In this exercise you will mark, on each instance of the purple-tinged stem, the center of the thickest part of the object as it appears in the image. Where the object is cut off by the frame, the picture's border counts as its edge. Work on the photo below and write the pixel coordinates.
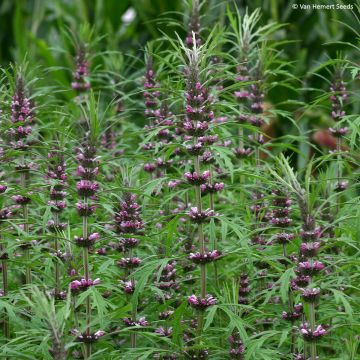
(87, 277)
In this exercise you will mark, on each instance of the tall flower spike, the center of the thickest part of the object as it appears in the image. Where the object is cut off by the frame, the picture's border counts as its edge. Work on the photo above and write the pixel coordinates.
(56, 177)
(87, 188)
(128, 221)
(22, 116)
(194, 25)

Problem details: Reproduce all of the data above verbatim, from the first line through the final coordinate pair, and leave out the picture.

Answer below:
In this exercise you will mark, on each instance of the purple-tinged stem, the center of the thickest part of the object as it appears in the image. Where the object is cut off by the frame, the picture's border counts as its edge. Work on the photo below and write the pixel coordinates.
(87, 277)
In this exercise you will mark, on each instance of the tall flower spike, the center of the thickest part of the object as it appears in the image. Where the object is cut off by the frame, the picture's border counts as its edge. Work on the photo above and write the pixel coordinates.
(56, 177)
(87, 188)
(128, 221)
(22, 116)
(194, 25)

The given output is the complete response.